Page text:
Can gum disease cause health problems beyond my mouth?
Periodontal Disease and Diabetes
Diabetes mellitus is a major medical problem. According to the American Diabetes Association, 25.8 million people (8.3% of the population) in the United States are affected by diabetes.
Diabetes has dramatic effects on the function of the body’s host defense cells responsible for fighting infections. Periodontal disease is often cited as the sixth complication of diabetes, especially when it’s not well controlled. In 2003, the National Institute of Dental and Craniofacial Research reported that people who have Type II Diabetes are three times more likely to develop periodontal disease than non-diabetic individuals.
Many oral health complications are associated with diabetes. They include gingivitis, periodontal disease, salivary gland dysfunction, increased susceptibility to infections, cavities, abscesses, early loss of teeth, and loss of taste.
Diabetes mellitus is regarded as one of the major risk factors for periodontal diseases. Several epidemiological studies on Type I and Type II Diabetes conducted by Loe have identified periodontal disease as the sixth complication of diabetes (Loe 1993, Diabetes Care).
Studies have shown that patients with uncontrolled diabletes experience more extensive and severe periodontal disease than patients who maintain excellent diabetic control. Many long-term studies have indicated that individuals with diabetes are three times more likely to show signs of bone loss, deep pocket depth, tooth mobility, and early tooth loss than healthy individuals (Van Dyke TE 2008 Journal of Periodontology).

Free-text object descriptions:
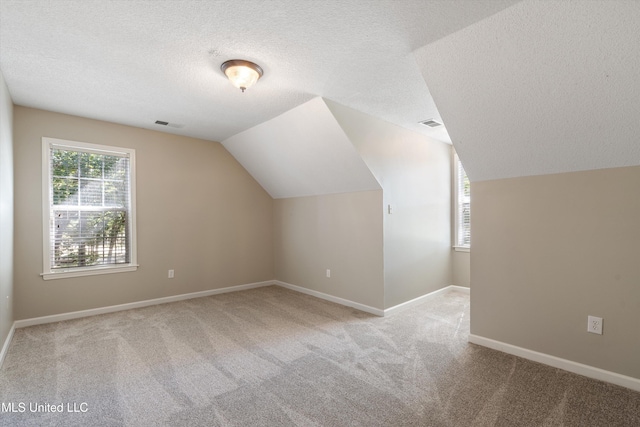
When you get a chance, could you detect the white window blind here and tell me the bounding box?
[455,155,471,247]
[43,138,135,279]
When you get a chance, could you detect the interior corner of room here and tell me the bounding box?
[0,1,640,404]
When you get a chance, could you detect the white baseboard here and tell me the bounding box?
[0,322,16,368]
[449,285,471,294]
[274,280,384,317]
[14,280,275,328]
[469,334,640,391]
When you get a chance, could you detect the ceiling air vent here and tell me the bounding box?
[156,120,184,129]
[420,119,442,128]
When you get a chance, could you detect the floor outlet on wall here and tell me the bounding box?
[587,316,602,335]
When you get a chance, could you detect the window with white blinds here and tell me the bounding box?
[42,138,137,279]
[455,155,471,248]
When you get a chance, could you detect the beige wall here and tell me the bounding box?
[326,101,452,308]
[471,166,640,378]
[274,190,384,309]
[14,107,274,319]
[451,250,471,288]
[0,72,14,349]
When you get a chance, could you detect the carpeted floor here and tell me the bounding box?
[0,286,640,427]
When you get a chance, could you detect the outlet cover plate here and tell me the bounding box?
[587,316,602,335]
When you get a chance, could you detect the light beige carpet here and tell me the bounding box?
[0,286,640,427]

Work required:
Copy out the stretch from "Many oral health" through "loss of taste." in the page on gum disease and diabetes, swapping "cavities" for "tooth decay".

Solution to this exercise:
Many oral health complications are associated with diabetes. They include gingivitis, periodontal disease, salivary gland dysfunction, increased susceptibility to infections, tooth decay, abscesses, early loss of teeth, and loss of taste.